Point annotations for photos
* START *
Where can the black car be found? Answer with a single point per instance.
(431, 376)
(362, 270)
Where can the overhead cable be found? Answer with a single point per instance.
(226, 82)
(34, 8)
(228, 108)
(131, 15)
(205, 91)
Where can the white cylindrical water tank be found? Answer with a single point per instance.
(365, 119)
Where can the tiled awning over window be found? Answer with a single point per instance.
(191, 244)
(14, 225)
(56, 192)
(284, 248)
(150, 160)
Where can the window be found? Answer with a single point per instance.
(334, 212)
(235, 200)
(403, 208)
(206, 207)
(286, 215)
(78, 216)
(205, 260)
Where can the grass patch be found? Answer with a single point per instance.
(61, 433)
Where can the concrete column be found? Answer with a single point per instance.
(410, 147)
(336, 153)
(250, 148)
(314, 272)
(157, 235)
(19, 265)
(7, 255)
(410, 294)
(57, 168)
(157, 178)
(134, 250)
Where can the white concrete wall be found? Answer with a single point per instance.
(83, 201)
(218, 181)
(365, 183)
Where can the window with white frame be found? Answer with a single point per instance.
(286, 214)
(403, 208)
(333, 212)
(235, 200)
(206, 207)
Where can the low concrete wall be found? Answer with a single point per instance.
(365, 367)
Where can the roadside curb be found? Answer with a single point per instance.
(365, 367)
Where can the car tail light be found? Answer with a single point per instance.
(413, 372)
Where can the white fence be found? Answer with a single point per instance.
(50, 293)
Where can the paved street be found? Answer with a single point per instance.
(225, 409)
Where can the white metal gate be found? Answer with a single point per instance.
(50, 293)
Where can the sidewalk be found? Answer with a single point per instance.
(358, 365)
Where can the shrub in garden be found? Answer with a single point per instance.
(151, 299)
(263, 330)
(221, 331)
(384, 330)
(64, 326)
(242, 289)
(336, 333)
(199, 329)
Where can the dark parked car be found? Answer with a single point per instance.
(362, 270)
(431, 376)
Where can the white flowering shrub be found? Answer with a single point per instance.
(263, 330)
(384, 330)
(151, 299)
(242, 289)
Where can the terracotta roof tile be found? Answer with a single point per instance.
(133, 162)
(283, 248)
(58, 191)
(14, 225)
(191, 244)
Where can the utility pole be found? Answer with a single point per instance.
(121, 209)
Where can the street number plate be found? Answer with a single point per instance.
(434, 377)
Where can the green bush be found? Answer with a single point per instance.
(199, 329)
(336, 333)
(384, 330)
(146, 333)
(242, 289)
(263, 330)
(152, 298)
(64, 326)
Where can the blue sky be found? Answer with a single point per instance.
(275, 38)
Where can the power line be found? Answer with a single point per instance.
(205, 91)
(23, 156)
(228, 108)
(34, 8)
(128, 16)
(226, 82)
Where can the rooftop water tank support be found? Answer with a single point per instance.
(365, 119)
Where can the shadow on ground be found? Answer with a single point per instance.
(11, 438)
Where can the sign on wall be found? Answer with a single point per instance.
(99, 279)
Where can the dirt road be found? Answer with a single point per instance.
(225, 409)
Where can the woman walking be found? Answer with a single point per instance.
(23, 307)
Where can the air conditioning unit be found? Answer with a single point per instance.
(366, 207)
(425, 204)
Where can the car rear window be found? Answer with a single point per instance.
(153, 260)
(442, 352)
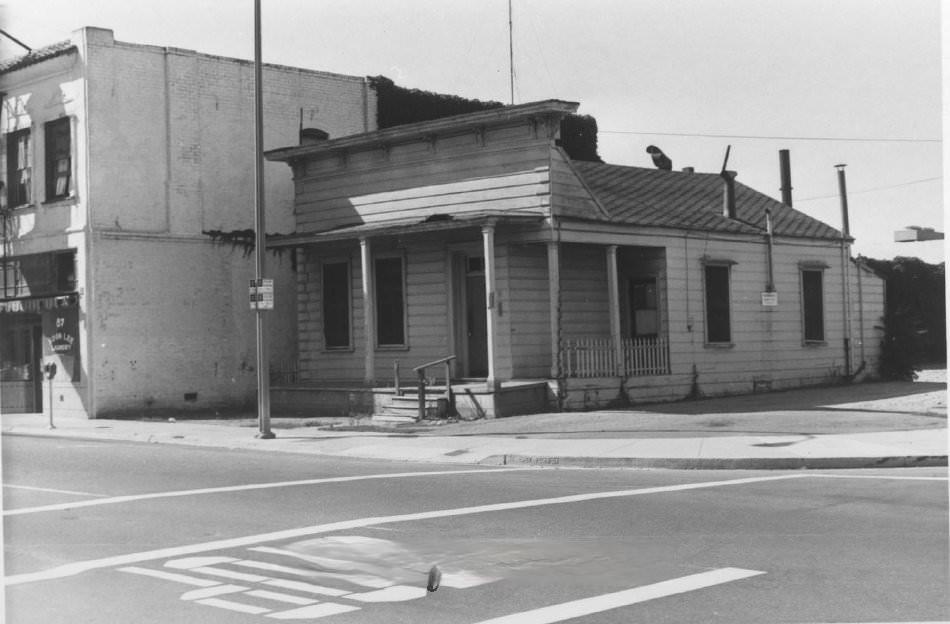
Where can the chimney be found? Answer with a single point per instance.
(310, 136)
(786, 173)
(728, 193)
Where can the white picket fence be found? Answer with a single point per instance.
(597, 357)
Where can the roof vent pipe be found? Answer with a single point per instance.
(728, 188)
(786, 173)
(309, 136)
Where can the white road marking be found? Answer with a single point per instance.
(305, 587)
(233, 606)
(297, 600)
(892, 477)
(55, 491)
(605, 602)
(313, 611)
(170, 576)
(114, 500)
(210, 592)
(78, 567)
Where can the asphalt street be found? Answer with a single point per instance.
(127, 532)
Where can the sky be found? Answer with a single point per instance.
(855, 82)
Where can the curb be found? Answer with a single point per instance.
(716, 463)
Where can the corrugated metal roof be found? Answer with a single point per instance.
(35, 56)
(675, 199)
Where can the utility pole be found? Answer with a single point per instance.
(263, 370)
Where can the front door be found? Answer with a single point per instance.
(476, 323)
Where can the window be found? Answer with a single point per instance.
(19, 176)
(813, 306)
(717, 304)
(390, 302)
(643, 304)
(336, 305)
(58, 159)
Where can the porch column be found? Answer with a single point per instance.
(488, 245)
(613, 305)
(369, 321)
(554, 294)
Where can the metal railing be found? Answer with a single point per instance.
(421, 382)
(597, 357)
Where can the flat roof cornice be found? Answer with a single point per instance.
(408, 132)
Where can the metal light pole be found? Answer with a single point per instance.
(263, 372)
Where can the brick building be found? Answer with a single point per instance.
(116, 158)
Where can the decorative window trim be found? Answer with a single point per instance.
(58, 178)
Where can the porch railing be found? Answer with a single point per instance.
(597, 357)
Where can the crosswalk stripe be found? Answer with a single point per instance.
(233, 606)
(170, 576)
(263, 593)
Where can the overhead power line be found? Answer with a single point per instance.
(776, 138)
(872, 190)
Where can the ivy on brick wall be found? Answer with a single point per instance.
(397, 106)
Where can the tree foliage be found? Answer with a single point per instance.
(396, 106)
(915, 325)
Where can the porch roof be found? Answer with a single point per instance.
(682, 200)
(432, 223)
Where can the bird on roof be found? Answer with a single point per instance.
(660, 159)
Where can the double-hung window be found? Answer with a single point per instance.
(58, 159)
(389, 277)
(336, 305)
(718, 322)
(19, 168)
(813, 307)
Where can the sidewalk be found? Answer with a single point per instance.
(892, 424)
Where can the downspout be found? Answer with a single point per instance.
(845, 273)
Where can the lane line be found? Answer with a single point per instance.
(892, 477)
(55, 491)
(606, 602)
(78, 567)
(114, 500)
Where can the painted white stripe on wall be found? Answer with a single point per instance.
(114, 500)
(78, 567)
(606, 602)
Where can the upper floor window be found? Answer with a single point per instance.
(813, 320)
(718, 324)
(19, 169)
(58, 159)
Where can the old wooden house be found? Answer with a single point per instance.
(556, 284)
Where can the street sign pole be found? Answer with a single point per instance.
(263, 372)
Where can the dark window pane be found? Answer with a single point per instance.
(390, 323)
(813, 305)
(58, 159)
(717, 304)
(336, 305)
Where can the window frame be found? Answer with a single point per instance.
(725, 265)
(348, 290)
(820, 271)
(58, 129)
(404, 308)
(16, 164)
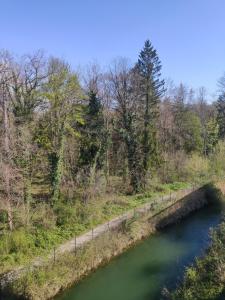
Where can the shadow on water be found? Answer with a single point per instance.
(141, 272)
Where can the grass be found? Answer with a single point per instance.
(23, 245)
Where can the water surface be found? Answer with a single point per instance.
(141, 272)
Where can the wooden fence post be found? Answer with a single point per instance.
(75, 244)
(54, 256)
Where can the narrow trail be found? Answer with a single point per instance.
(80, 241)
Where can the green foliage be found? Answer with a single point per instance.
(151, 86)
(93, 134)
(220, 106)
(212, 135)
(193, 141)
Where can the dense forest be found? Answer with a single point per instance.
(73, 140)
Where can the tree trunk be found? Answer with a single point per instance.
(7, 159)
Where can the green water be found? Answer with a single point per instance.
(142, 272)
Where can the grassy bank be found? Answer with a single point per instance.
(206, 278)
(45, 281)
(23, 244)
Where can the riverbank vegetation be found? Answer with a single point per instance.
(77, 148)
(205, 279)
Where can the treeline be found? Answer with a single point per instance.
(66, 134)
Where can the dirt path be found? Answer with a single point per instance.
(75, 243)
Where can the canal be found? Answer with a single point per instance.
(157, 262)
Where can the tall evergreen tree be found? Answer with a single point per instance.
(220, 107)
(151, 88)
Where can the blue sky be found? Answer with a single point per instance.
(189, 35)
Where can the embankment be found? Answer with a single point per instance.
(47, 280)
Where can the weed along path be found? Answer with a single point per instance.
(156, 210)
(142, 272)
(153, 207)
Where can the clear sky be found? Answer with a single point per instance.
(189, 35)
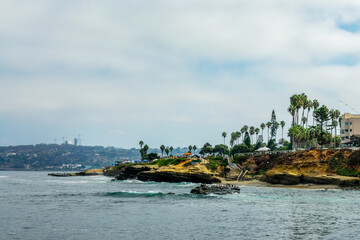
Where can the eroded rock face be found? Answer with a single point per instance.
(170, 176)
(204, 189)
(130, 172)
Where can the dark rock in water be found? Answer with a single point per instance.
(169, 176)
(60, 174)
(215, 189)
(130, 172)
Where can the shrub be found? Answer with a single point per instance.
(347, 172)
(240, 159)
(354, 159)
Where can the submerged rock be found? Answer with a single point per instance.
(215, 189)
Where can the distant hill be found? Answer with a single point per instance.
(65, 156)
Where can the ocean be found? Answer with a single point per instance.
(34, 205)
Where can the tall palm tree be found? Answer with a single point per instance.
(268, 124)
(304, 120)
(243, 130)
(141, 143)
(276, 126)
(257, 130)
(252, 132)
(224, 136)
(292, 111)
(238, 136)
(162, 148)
(316, 105)
(282, 124)
(232, 139)
(171, 149)
(310, 106)
(194, 148)
(262, 126)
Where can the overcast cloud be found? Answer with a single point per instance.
(168, 72)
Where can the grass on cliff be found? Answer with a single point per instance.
(215, 162)
(170, 161)
(338, 163)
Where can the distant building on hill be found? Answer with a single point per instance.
(350, 130)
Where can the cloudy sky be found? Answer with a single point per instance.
(169, 72)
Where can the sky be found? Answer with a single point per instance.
(172, 72)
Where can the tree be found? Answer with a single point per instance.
(206, 149)
(221, 149)
(143, 151)
(252, 132)
(224, 136)
(162, 148)
(194, 148)
(268, 124)
(309, 106)
(141, 143)
(322, 116)
(274, 124)
(247, 140)
(171, 149)
(292, 111)
(243, 130)
(316, 104)
(282, 124)
(262, 126)
(257, 130)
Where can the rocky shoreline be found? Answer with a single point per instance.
(302, 168)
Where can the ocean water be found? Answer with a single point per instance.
(36, 206)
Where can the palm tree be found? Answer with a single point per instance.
(252, 132)
(310, 106)
(316, 104)
(276, 126)
(292, 111)
(162, 148)
(282, 124)
(224, 136)
(257, 130)
(190, 148)
(171, 149)
(304, 120)
(141, 143)
(237, 136)
(243, 130)
(262, 126)
(194, 148)
(232, 139)
(268, 124)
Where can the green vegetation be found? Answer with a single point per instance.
(337, 163)
(240, 159)
(169, 161)
(324, 121)
(215, 162)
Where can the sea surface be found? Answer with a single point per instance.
(34, 205)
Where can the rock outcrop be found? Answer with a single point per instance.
(311, 167)
(172, 176)
(204, 189)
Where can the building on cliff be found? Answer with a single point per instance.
(350, 130)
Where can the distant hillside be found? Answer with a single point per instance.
(53, 156)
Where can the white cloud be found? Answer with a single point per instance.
(95, 67)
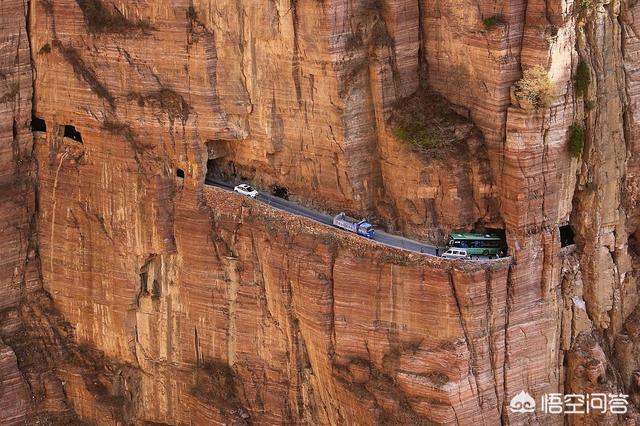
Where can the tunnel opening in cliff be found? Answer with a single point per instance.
(71, 133)
(38, 124)
(567, 237)
(280, 192)
(503, 238)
* END *
Problem requirements
Render the stretch of the records from the line containing "Where can the tunnel" through the end as a JSON list of strings, with one string per line and blank lines left out.

Answer to this exercise
[
  "Where can the tunnel opening in cliff be found? Answer with a single point per instance.",
  "(71, 133)",
  "(38, 124)",
  "(567, 237)",
  "(280, 192)",
  "(503, 238)"
]